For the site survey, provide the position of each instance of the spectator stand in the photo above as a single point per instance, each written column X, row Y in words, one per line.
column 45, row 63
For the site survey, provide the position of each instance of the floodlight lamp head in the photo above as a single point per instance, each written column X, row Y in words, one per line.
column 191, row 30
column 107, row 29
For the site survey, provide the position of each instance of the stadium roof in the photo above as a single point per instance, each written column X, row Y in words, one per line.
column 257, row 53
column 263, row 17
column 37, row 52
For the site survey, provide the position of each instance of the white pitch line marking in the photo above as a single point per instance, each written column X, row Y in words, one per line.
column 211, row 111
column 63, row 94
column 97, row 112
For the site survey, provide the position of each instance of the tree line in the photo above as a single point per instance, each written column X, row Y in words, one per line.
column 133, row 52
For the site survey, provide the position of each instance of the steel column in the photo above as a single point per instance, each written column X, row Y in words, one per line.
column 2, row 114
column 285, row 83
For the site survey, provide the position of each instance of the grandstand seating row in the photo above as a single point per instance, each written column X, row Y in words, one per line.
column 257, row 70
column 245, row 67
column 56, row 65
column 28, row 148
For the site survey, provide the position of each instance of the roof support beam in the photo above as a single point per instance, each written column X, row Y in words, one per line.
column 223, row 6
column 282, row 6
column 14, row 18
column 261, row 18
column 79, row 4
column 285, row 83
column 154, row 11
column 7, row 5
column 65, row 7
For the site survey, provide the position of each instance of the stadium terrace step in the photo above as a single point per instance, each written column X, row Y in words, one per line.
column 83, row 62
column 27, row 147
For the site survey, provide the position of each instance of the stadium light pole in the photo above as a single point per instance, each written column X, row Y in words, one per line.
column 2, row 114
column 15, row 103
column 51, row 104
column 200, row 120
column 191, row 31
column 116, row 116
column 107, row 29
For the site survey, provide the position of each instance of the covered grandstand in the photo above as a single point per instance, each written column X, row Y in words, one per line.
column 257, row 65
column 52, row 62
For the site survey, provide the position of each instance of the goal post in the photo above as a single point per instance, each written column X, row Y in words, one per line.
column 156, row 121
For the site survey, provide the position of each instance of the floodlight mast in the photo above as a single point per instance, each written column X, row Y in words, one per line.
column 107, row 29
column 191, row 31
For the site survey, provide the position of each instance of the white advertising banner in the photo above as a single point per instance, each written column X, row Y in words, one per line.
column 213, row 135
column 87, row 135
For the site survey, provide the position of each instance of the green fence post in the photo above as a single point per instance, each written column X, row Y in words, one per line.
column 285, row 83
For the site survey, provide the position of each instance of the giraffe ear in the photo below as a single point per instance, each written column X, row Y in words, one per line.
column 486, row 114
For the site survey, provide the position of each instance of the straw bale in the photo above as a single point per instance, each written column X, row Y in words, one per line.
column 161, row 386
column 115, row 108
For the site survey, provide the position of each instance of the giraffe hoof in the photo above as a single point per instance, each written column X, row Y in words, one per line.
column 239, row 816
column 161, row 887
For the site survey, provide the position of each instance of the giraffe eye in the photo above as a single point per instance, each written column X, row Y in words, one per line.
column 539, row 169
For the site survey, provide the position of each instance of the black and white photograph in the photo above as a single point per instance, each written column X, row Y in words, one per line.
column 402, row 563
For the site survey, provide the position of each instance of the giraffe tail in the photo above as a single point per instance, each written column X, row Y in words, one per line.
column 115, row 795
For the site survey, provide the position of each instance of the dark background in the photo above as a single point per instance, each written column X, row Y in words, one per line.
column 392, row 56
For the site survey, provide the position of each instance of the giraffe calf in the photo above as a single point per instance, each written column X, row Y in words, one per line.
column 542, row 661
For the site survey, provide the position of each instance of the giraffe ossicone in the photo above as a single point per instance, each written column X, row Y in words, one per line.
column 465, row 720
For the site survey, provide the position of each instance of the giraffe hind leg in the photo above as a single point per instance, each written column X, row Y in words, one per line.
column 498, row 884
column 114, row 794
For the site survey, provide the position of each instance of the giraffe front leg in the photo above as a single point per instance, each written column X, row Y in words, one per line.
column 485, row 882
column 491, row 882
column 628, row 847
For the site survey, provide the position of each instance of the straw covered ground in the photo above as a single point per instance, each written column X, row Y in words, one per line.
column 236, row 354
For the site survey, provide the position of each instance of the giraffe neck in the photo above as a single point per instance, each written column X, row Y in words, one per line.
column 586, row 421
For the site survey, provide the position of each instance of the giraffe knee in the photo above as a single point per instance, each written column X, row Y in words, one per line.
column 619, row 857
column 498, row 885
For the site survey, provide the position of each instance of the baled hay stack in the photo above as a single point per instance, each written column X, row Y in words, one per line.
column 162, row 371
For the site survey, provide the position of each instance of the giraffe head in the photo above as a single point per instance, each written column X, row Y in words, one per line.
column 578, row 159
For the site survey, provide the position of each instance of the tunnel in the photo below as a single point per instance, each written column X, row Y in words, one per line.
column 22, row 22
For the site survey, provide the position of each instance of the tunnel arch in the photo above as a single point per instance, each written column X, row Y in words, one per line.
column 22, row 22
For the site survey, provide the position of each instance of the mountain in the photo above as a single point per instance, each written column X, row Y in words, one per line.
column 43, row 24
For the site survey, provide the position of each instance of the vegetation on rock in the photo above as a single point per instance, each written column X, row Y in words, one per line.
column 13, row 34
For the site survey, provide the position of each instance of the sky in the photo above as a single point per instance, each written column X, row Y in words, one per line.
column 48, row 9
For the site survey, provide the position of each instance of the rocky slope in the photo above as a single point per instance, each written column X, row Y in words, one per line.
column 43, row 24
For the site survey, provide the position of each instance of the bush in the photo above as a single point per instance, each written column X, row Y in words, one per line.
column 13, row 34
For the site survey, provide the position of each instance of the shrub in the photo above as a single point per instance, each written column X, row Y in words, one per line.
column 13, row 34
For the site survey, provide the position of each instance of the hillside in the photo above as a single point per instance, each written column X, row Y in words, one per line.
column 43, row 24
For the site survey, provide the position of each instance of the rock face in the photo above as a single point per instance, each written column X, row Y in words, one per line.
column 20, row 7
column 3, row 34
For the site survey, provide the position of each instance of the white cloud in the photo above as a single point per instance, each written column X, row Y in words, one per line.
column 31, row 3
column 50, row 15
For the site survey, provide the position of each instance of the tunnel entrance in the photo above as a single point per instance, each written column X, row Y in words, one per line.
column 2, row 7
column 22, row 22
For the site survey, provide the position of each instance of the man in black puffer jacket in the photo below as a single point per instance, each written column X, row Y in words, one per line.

━━━━━━

▸ **Written request**
Reproduce the full listing above word for word, every line in its original order and with nothing changed.

▸ **Solution below**
For the site survey, provide the position of each instance of the spectator stand in the photo above as a single point per instance, each written column X, row Y in words, one per line.
column 45, row 63
For the site survey, provide the position of each instance of the floodlight lamp head in the photo above as a single point per instance, each written column X, row Y in words, one per line.
column 191, row 30
column 107, row 29
For the site survey, provide the position of each instance of the stadium roof in the photo above as a single point per instance, each written column X, row Y in words, one per line.
column 257, row 53
column 263, row 17
column 37, row 52
For the site survey, provide the position of each instance of the white pitch line marking in the photo above as a single point per instance, each written column X, row Y in words, one per line.
column 211, row 111
column 63, row 94
column 97, row 112
For the site survey, provide the position of each instance of the tree line in the photo above as a single point per instance, each written column X, row Y in words, one per line.
column 133, row 52
For the site survey, provide the position of each instance of the steel column in the photo above as a single point per instance, each written column X, row Y in words, one per line.
column 2, row 114
column 285, row 83
For the site survey, provide the position of each instance of the grandstand seating row in the photo above as a single point per instance, each written column X, row Y in words, one per line.
column 257, row 70
column 245, row 67
column 56, row 65
column 28, row 148
For the site survey, provide the position of each instance of the roof support beam in the photo above as a single point per instance, each written column X, row Y in words, one per line.
column 223, row 6
column 282, row 6
column 14, row 18
column 261, row 18
column 79, row 4
column 285, row 83
column 154, row 11
column 7, row 5
column 65, row 7
For the site survey, provide the position of each instance of the stadium terrace step in the photo above as a single point per instance, each written column X, row Y in words, one per line.
column 83, row 62
column 27, row 147
For the site survey, provide the position of each instance of the stadium light pole in the photo above as a single point per instance, each written column X, row Y in words, one per line.
column 2, row 114
column 15, row 103
column 51, row 104
column 200, row 120
column 191, row 31
column 116, row 116
column 107, row 29
For the site survey, provide the position of each instance of the covered grandstand in the photo above as a single point per instance, each written column X, row Y in words, one per line.
column 257, row 65
column 52, row 62
For the site survey, provide the position of each instance of the goal post in the photo above as a single point per instance, each written column X, row Y in words, one per line.
column 156, row 121
For the site survey, provide the position of each instance of the floodlight mast in the photo above as a single point per instance, each written column X, row Y in words, one per line.
column 107, row 29
column 191, row 31
For the site survey, provide the position of each instance of the white advertising banner in the photo above as a single point per instance, each written column X, row Y in words, one per line.
column 213, row 135
column 87, row 135
For the site survey, provide the position of each instance of the green fence post in the photo above as a single point per instance, each written column X, row Y in words, one per line.
column 285, row 83
For the site survey, provide the position of each instance of the giraffe ear in the photo below as a single point per instance, each written column X, row Y in words, one per line.
column 486, row 114
For the site survey, provide the position of each instance of the straw bale in the photo above as a single point per instance, each written column X, row Y in words, one per line.
column 161, row 386
column 115, row 108
For the site survey, provide the position of each instance of the giraffe hoof in the photo above as a single point per instance, each written column X, row Y in words, one per line.
column 239, row 816
column 161, row 887
For the site survey, provide the position of each instance of the giraffe eye in the photo above as a single point per instance, each written column X, row Y in words, one per line.
column 539, row 169
For the site survey, provide the position of each instance of the black and white photograph in the photo above as a single point per instance, each written column X, row Y in words, one per line.
column 402, row 563
For the site survey, provide the position of each instance of the giraffe tail in the photo above as a single point per instance, each written column X, row Y in words, one per line.
column 115, row 795
For the site survey, provide the position of each instance of the dark background in the photo above as a single point per instance, each written column X, row Y in words, one per line.
column 392, row 56
For the site survey, provide the position of each instance of the giraffe calf in the photo above as a single point per instance, each written column X, row Y in words, one per line.
column 542, row 661
For the site survey, provide the position of each instance of the giraffe ossicone in the photo above as a single point per instance, each written column X, row Y in words, one per line.
column 465, row 720
For the site survey, provide the position of each instance of the giraffe hind leg in the photo above as a single point per instance, each written column X, row Y in words, one per line.
column 498, row 884
column 114, row 794
For the site survey, provide the position of each instance of the giraffe front leg in the photo above as a single point per instance, each written column X, row Y in words, one per line.
column 485, row 882
column 491, row 882
column 628, row 847
For the site survey, provide the position of each instance of the straw covered ground in the photo above as a single point per instance, each written column X, row Y in words, one per line.
column 236, row 354
For the site survey, provide the position of each instance of the giraffe neck in the photo above as a single point per instance, each written column X, row Y in words, one per line.
column 586, row 421
For the site survey, provide the position of each instance of the giraffe knee in the photo above as a single point per instance, each written column X, row Y in words, one per line.
column 619, row 857
column 498, row 885
For the site survey, provide the position of each instance of the baled hay stack in the photo above as a single point per instance, each written column X, row Y in words, one per line.
column 162, row 371
For the site survey, provide the position of each instance of the giraffe head in the photo above as a single point per instance, each written column X, row Y in words, one per line.
column 578, row 159
For the site survey, provide the position of each instance of the tunnel in the photo below as a single point per instance, each written column X, row Y in words, one per line.
column 22, row 22
For the site survey, provide the position of each instance of the tunnel arch in the photo above as a single point per instance, each written column X, row Y in words, one per line.
column 22, row 22
For the site survey, provide the position of each instance of the mountain in the photo above as a single point per instance, each written column X, row Y in words, one per line.
column 43, row 24
For the site survey, provide the position of each instance of the vegetation on rock in the photo above as a single point per instance, each written column X, row Y in words, one per line.
column 13, row 34
For the site survey, provide the position of each instance of the sky in the photo above as a single point per instance, each written column X, row Y in words, one per line.
column 48, row 9
For the site survey, provide the position of each instance of the rocky slope in the photo above as a single point per instance, each written column X, row Y in words, one per line.
column 43, row 24
For the site survey, provide the position of each instance of the bush in the photo above as a single point per instance, each written column X, row Y in words, one per line.
column 13, row 34
For the site survey, provide the position of each instance of the shrub in the photo above as a single point per instance, each written column X, row Y in words, one per line.
column 13, row 34
For the site survey, provide the position of each instance of the hillside in the photo above as a single point per instance, each written column X, row Y in words, one per line.
column 43, row 24
For the site survey, provide the position of each instance of the rock face in the photo above as a single point per instance, each written column X, row Y in words, one per line.
column 20, row 7
column 3, row 34
For the site survey, provide the position of each instance of the white cloud in the photo above as a single point per instance, each written column X, row Y in words, one per line.
column 31, row 3
column 50, row 15
For the site survey, provide the position of each instance of the tunnel entrance in the photo above as a single point per instance, each written column X, row Y in words, one per line.
column 2, row 7
column 22, row 22
For the site survey, provide the position of each instance of the man in black puffer jacket in the photo below as a single point per instance, each written column X, row Y in words, one per line.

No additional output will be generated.